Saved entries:
-------------------------

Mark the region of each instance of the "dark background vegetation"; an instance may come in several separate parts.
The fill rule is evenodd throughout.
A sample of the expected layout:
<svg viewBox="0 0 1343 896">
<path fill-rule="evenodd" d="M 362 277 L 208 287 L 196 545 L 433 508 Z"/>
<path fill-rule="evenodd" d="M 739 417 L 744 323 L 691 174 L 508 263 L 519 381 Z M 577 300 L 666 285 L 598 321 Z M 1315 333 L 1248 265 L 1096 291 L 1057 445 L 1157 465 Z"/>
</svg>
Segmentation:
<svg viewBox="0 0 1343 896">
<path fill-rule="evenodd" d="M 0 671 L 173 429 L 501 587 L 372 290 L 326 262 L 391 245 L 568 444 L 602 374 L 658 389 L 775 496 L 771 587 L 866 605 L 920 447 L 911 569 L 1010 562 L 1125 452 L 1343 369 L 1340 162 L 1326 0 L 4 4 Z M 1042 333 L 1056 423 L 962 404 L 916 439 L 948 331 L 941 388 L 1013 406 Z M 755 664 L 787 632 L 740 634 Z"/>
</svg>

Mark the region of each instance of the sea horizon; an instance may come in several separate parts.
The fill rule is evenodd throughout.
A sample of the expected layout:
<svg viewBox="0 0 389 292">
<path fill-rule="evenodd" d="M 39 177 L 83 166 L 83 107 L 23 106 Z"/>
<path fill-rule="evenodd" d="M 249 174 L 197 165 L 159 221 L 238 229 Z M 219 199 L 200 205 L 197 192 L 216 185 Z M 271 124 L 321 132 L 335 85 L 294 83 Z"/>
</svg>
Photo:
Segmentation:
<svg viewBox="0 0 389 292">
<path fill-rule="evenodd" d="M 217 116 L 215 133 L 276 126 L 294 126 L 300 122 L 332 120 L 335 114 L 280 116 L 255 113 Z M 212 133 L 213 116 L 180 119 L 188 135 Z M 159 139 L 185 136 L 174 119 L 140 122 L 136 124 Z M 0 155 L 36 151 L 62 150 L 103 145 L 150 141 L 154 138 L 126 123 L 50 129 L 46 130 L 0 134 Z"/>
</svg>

-------------------------

PROBLEM STATEMENT
Find every line in the records above that contains the string "several", treating uppercase and lowercase as different, and copy each of those lines.

SOLUTION TO THIS PROBLEM
Mark the region of each instance of the "dark background vegetation"; an instance may come in several separate parts.
Mark the region of each instance of the sea horizon; an instance may come in several separate parts.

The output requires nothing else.